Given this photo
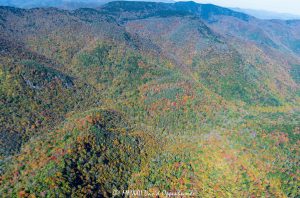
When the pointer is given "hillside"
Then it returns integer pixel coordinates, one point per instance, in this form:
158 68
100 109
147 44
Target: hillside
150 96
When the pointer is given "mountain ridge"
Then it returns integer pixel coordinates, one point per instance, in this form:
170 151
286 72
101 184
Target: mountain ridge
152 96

------------------------------------

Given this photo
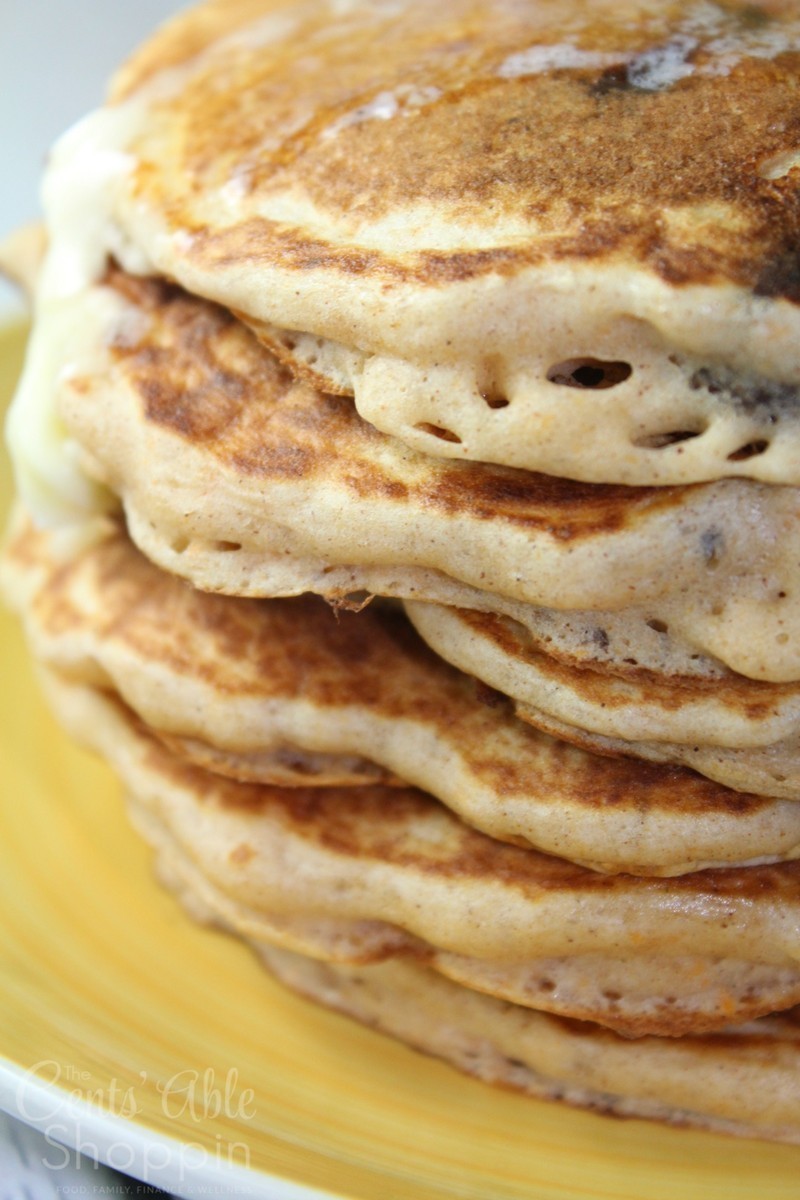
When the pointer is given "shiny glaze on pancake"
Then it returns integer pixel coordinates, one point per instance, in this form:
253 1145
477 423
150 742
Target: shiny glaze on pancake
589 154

------------------------------------

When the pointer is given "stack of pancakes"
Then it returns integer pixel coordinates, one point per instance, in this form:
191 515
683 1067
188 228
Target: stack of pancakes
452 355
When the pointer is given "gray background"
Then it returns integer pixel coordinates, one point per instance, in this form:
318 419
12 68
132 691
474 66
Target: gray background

------------------------------------

Identify each line above that contains the word "When" and copy those lines. Case counts.

- _Expected answer_:
When the pointer is given "hillside"
When the pointer is given "mountain ridge"
When the pointer is given "shiny glaze on pancake"
When the pointer is given "stack of pancakes"
When the pointer is given "gray background"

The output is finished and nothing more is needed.